**The input**
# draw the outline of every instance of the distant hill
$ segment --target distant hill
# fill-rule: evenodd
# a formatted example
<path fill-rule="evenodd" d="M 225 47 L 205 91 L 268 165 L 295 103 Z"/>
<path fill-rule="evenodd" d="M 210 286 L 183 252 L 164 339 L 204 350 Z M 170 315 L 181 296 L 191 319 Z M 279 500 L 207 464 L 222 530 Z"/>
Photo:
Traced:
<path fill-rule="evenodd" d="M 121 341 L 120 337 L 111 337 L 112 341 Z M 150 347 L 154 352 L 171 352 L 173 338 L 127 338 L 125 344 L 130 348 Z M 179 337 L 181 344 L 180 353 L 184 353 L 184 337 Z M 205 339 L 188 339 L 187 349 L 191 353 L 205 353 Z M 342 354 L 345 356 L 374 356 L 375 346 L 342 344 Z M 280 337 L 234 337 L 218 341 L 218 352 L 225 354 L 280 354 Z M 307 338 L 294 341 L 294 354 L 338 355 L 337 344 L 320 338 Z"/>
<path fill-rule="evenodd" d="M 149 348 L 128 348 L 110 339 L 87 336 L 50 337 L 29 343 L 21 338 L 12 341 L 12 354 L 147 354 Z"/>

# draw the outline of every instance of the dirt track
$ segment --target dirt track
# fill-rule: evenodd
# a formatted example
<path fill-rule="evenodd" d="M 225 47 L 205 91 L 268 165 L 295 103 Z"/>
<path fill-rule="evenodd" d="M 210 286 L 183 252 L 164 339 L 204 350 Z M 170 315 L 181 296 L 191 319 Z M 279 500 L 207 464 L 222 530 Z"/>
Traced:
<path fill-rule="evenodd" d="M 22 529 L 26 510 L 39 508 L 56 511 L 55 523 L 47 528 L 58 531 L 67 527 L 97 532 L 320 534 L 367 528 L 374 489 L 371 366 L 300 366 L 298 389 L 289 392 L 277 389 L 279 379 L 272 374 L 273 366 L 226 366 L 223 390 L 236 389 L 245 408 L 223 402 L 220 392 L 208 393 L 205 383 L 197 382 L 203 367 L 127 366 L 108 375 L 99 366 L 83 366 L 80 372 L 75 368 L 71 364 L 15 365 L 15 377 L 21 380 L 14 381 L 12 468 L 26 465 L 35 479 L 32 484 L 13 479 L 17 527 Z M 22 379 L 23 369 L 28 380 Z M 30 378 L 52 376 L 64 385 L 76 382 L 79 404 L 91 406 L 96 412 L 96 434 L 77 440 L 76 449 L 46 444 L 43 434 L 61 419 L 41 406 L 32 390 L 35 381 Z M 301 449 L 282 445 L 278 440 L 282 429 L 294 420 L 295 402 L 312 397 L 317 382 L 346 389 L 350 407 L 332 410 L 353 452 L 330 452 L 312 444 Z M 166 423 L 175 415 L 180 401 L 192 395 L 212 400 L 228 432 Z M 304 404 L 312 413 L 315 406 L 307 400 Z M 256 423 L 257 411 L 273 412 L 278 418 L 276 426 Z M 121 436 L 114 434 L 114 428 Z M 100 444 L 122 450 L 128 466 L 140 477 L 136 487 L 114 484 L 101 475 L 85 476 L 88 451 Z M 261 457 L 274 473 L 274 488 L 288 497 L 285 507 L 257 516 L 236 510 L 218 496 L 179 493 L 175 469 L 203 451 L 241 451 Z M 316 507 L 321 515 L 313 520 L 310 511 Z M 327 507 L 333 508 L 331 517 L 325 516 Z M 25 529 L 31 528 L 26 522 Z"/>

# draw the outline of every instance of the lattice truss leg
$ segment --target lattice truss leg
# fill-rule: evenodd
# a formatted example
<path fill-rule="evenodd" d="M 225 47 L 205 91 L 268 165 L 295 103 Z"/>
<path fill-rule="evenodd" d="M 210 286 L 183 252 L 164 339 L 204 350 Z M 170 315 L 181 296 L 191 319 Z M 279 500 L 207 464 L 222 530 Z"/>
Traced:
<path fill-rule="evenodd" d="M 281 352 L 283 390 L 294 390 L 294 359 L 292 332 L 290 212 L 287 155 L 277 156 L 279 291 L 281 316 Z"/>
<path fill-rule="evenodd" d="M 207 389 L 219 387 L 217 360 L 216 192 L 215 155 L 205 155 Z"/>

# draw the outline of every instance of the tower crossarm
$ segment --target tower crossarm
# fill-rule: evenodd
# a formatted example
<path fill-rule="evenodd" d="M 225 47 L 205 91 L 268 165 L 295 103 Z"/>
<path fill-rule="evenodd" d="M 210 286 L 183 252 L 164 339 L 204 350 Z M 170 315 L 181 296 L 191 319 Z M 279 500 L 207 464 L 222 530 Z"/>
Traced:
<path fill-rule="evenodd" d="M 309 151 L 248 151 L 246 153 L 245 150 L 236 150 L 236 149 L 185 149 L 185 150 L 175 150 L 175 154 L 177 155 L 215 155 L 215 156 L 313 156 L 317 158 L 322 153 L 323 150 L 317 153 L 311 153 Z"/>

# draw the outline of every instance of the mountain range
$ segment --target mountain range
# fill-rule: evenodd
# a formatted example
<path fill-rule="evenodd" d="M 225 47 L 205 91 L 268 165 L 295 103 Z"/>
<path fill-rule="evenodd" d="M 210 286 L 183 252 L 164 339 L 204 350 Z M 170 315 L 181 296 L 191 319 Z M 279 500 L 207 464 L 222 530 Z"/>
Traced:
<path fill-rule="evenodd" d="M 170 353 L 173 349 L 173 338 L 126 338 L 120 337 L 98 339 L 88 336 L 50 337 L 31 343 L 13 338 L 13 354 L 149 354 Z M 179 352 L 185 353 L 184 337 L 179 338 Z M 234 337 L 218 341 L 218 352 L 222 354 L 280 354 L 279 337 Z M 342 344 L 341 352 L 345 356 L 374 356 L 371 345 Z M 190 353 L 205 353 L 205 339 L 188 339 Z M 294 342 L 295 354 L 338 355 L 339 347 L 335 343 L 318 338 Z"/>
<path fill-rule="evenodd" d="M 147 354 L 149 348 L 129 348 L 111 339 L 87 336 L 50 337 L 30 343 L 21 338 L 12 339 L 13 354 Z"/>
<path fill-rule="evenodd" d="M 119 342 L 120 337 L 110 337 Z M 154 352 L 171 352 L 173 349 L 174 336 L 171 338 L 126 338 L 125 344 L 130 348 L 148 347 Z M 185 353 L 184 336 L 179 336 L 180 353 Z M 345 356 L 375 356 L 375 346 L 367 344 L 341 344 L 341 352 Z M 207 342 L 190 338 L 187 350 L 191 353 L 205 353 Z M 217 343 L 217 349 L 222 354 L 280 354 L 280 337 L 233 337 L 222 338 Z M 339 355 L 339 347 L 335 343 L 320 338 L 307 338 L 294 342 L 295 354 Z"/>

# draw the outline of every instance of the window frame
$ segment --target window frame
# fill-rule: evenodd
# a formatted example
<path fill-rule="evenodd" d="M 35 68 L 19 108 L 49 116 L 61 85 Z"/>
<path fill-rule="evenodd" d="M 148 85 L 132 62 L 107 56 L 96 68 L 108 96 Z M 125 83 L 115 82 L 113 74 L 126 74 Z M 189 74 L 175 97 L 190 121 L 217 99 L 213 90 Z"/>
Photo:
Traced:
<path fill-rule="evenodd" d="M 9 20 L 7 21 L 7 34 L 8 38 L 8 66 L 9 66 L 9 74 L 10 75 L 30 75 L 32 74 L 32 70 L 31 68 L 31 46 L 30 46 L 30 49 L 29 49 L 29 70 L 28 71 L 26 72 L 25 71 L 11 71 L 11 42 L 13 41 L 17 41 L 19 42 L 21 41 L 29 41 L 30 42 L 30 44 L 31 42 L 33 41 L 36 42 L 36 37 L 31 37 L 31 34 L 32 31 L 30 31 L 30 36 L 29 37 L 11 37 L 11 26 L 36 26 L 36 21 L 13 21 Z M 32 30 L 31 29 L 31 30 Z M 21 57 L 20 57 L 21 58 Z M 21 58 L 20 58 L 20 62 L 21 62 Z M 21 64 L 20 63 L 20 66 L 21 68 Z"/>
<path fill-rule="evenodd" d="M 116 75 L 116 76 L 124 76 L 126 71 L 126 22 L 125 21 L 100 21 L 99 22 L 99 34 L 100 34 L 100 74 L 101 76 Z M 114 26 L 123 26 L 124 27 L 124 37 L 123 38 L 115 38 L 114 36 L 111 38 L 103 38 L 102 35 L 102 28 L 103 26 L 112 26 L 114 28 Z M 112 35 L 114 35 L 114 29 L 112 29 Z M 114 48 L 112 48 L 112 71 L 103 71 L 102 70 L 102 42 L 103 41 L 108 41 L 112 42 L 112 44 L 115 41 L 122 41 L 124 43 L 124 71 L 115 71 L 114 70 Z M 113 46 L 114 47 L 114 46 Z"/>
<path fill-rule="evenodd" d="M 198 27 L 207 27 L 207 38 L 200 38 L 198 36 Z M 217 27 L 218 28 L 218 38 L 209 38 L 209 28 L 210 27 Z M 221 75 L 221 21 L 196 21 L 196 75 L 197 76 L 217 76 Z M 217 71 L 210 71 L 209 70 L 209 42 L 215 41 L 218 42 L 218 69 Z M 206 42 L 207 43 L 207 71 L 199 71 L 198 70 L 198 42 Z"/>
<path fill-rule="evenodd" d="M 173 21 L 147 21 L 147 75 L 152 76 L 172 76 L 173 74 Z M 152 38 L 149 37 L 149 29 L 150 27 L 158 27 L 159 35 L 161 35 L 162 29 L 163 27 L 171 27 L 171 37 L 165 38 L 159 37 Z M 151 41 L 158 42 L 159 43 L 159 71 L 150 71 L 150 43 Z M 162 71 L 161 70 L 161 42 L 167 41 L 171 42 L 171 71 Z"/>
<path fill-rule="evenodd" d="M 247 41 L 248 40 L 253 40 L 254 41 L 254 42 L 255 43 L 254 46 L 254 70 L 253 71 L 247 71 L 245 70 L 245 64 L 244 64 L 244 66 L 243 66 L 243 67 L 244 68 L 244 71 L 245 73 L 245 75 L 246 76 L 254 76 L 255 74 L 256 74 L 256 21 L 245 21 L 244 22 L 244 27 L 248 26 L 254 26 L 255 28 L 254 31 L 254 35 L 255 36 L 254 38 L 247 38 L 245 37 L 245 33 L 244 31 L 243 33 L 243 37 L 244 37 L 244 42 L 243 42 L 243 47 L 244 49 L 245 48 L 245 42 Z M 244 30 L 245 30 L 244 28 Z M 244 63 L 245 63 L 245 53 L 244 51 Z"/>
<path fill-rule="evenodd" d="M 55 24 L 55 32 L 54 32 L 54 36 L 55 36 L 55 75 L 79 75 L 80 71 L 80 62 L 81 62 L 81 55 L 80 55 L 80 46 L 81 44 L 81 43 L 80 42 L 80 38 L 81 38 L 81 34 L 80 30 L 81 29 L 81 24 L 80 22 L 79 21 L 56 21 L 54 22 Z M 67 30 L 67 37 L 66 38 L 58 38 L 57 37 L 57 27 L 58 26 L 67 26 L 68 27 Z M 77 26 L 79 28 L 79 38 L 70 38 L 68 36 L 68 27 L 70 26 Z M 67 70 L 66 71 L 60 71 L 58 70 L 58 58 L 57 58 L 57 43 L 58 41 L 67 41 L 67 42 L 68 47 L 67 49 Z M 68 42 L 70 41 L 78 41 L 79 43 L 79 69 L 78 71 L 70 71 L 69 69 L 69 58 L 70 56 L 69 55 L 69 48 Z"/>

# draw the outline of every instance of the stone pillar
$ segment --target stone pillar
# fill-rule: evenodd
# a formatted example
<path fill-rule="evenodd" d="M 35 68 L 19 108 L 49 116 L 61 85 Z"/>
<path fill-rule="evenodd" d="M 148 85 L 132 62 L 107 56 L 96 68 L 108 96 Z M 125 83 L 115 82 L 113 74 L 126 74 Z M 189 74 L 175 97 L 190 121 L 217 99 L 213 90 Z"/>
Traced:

**Task goal**
Repeat the lines of the material above verbatim, from its first line through the line containing "149 348 L 128", with both ends included.

**The result**
# draw the outline of every instance of the distant hill
$ segment --target distant hill
# fill-rule: evenodd
# a formatted example
<path fill-rule="evenodd" d="M 225 47 L 205 91 L 268 165 L 295 103 Z"/>
<path fill-rule="evenodd" d="M 210 286 L 183 252 L 164 339 L 204 350 Z M 170 315 L 181 296 L 191 319 Z M 279 500 L 207 464 L 222 530 Z"/>
Photo:
Traced:
<path fill-rule="evenodd" d="M 121 341 L 120 337 L 111 337 L 112 341 Z M 150 347 L 154 352 L 171 352 L 173 338 L 127 338 L 125 344 L 130 348 Z M 179 337 L 181 344 L 180 353 L 184 353 L 184 337 Z M 205 339 L 188 339 L 187 349 L 191 353 L 205 353 Z M 342 354 L 345 356 L 374 356 L 375 346 L 342 344 Z M 280 337 L 234 337 L 218 341 L 218 352 L 225 354 L 280 354 Z M 307 338 L 294 341 L 294 354 L 338 355 L 337 344 L 320 338 Z"/>
<path fill-rule="evenodd" d="M 149 348 L 128 348 L 110 339 L 87 336 L 50 337 L 29 343 L 21 338 L 12 341 L 12 354 L 147 354 Z"/>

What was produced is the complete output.